**Data extracts**.

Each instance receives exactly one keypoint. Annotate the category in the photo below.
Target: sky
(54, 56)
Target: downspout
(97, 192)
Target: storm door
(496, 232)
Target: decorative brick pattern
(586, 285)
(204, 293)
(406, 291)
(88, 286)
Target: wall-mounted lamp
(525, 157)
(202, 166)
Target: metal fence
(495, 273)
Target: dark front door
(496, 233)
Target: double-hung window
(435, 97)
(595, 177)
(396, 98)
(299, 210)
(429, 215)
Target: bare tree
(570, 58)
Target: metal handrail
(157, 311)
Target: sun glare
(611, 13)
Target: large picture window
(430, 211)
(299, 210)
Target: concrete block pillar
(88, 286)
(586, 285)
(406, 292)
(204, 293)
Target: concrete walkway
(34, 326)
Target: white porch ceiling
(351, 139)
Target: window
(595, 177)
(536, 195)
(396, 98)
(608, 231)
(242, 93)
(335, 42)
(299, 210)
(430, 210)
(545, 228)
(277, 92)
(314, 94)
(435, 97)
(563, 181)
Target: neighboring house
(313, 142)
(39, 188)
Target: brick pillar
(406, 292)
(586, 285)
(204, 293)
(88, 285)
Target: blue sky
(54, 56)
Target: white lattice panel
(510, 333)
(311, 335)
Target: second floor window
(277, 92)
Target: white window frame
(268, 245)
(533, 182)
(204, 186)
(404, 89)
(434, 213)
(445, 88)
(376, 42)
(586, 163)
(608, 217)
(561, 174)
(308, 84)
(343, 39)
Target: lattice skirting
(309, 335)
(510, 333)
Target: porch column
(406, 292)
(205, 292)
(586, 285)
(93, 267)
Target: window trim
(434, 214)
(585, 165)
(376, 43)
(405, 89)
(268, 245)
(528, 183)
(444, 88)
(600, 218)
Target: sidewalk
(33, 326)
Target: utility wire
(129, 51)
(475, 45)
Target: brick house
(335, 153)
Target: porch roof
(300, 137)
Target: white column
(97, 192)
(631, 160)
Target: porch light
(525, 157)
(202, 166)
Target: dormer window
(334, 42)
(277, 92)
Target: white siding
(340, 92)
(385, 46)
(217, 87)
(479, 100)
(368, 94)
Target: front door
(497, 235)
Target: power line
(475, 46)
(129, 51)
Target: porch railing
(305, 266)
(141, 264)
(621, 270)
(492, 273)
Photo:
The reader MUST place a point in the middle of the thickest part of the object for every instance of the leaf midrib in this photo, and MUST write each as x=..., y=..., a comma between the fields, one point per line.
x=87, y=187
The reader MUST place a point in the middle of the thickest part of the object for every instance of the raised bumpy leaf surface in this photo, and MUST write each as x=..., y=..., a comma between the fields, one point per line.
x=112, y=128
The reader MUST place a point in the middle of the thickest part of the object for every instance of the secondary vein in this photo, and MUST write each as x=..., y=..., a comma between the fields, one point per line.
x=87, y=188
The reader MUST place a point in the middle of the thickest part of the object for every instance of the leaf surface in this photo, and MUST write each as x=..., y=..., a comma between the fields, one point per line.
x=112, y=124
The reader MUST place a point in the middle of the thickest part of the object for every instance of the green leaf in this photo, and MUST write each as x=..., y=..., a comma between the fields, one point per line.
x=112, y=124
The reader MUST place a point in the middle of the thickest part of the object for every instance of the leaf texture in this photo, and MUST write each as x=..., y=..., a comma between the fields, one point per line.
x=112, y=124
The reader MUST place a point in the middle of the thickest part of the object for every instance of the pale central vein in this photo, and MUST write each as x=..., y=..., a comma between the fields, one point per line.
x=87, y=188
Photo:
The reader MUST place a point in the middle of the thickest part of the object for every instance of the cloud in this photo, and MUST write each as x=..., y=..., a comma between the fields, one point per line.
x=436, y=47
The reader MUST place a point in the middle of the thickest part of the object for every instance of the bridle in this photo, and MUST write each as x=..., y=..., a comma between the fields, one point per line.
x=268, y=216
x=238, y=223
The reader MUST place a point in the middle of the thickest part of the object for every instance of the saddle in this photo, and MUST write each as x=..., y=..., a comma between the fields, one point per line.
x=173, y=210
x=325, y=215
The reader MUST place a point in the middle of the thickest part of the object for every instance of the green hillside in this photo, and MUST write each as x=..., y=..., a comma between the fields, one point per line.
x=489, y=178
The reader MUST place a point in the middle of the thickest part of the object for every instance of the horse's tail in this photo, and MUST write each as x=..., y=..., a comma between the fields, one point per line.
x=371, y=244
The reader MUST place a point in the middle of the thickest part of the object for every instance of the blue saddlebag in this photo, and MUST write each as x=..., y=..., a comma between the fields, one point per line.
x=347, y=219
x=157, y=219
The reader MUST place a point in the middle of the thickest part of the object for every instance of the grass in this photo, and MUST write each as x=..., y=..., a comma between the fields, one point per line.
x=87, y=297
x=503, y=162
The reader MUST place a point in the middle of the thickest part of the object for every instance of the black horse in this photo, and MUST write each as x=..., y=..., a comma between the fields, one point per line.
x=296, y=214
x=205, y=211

**Activity**.
Output every line of the data again, exactly.

**Reply to the task**.
Each instance receives exactly one keypoint. Annotate the category in the photo below.
Target: sky
(54, 56)
Target: downspout
(97, 192)
Target: storm door
(496, 232)
Target: decorative brick pattern
(586, 285)
(204, 293)
(406, 291)
(88, 286)
Target: wall-mounted lamp
(525, 157)
(202, 166)
Target: metal fence
(495, 273)
Target: dark front door
(496, 233)
Target: double-hung window
(435, 97)
(595, 177)
(396, 98)
(299, 210)
(429, 215)
Target: bare tree
(570, 58)
Target: metal handrail
(157, 311)
Target: sun glare
(611, 13)
Target: large picture window
(430, 211)
(299, 210)
Target: concrete block pillar
(88, 286)
(586, 285)
(406, 292)
(204, 293)
Target: concrete walkway
(34, 326)
Target: white porch ceiling
(351, 139)
Target: window
(595, 177)
(536, 195)
(396, 98)
(608, 231)
(242, 93)
(335, 42)
(299, 210)
(430, 210)
(545, 228)
(277, 92)
(314, 94)
(435, 97)
(563, 181)
Target: neighboring house
(313, 142)
(39, 188)
Target: brick pillar
(406, 292)
(586, 285)
(204, 293)
(88, 285)
Target: blue sky
(54, 56)
Target: white lattice panel
(510, 333)
(311, 335)
Target: second floor window
(277, 92)
Target: white window frame
(268, 245)
(533, 182)
(204, 186)
(404, 89)
(434, 213)
(445, 88)
(376, 42)
(586, 163)
(608, 217)
(561, 174)
(308, 84)
(343, 39)
Target: lattice skirting
(309, 335)
(510, 333)
Target: porch column
(406, 292)
(205, 292)
(586, 285)
(93, 267)
Target: window trim
(434, 214)
(585, 165)
(376, 43)
(405, 89)
(268, 245)
(528, 183)
(444, 88)
(600, 218)
Target: sidewalk
(33, 326)
Target: utility wire
(129, 51)
(475, 45)
Target: brick house
(335, 153)
Target: porch roof
(300, 137)
Target: white column
(97, 192)
(631, 160)
Target: porch light
(525, 157)
(202, 166)
Target: dormer window
(334, 42)
(277, 92)
Target: white siding
(340, 92)
(385, 46)
(217, 87)
(479, 100)
(368, 94)
Target: front door
(497, 235)
Target: power line
(475, 46)
(129, 51)
Target: porch railing
(305, 266)
(141, 264)
(621, 270)
(492, 273)
Photo:
The reader MUST place a point in the middle of the thickest part of the object for every instance of the leaf midrib in this photo, and MUST write each as x=..., y=..., a comma between the fields, one point per line.
x=87, y=187
The reader MUST place a point in the middle of the thickest part of the object for every instance of the raised bumpy leaf surface in this photo, and MUST write each as x=..., y=..., a comma between the fields, one point per line.
x=112, y=128
The reader MUST place a point in the middle of the thickest part of the object for every instance of the secondary vein in this photo, and MUST write each as x=..., y=..., a comma between the fields, one point per line.
x=87, y=188
The reader MUST place a point in the middle of the thickest part of the object for every instance of the leaf surface in this photo, and MUST write each as x=..., y=..., a comma between the fields, one point per line.
x=112, y=124
The reader MUST place a point in the middle of the thickest part of the object for every instance of the green leaf in this photo, and MUST write each as x=..., y=..., a comma between the fields, one point per line.
x=112, y=124
The reader MUST place a point in the middle of the thickest part of the object for every instance of the leaf texture in this photo, and MUST write each as x=..., y=..., a comma between the fields, one point per line.
x=112, y=124
The reader MUST place a point in the middle of the thickest part of the object for every instance of the pale central vein in this photo, and MUST write each as x=..., y=..., a comma between the fields, one point per line.
x=87, y=188
Photo:
The reader MUST place a point in the middle of the thickest part of the object for every instance of the cloud in this photo, and MUST write each as x=..., y=..., a comma between the fields, one point per line.
x=436, y=47
The reader MUST place a point in the middle of the thickest part of the object for every instance of the bridle in this photo, and MUST write each as x=..., y=..., a comma between the fields, one point per line.
x=268, y=216
x=238, y=223
The reader MUST place a point in the middle of the thickest part of the object for every instance of the saddle in this photo, and MUST write each as x=..., y=..., a comma between the fields, one point per line.
x=173, y=210
x=325, y=215
The reader MUST place a point in the middle of the thickest part of the object for every instance of the green hillside in this photo, and MUST write each as x=..., y=..., a comma between the fields, one point per line.
x=489, y=178
The reader MUST place a point in the middle of the thickest part of the object for every instance of the horse's tail in this photo, and MUST write each as x=..., y=..., a comma between the fields, one point per line.
x=371, y=244
The reader MUST place a point in the middle of the thickest part of the object for every instance of the blue saddlebag in this photo, and MUST write each as x=..., y=..., a comma between the fields, one point per line.
x=347, y=219
x=157, y=219
The reader MUST place a point in the middle of the thickest part of the object for every instance of the grass in this photo, and MUST write each as x=..., y=..., a comma between the fields, one point per line.
x=87, y=297
x=503, y=162
The reader MUST place a point in the middle of the thickest part of the object for every instance of the black horse in this photo, and MUST write each as x=..., y=..., a comma between the fields, one point per line.
x=296, y=214
x=205, y=211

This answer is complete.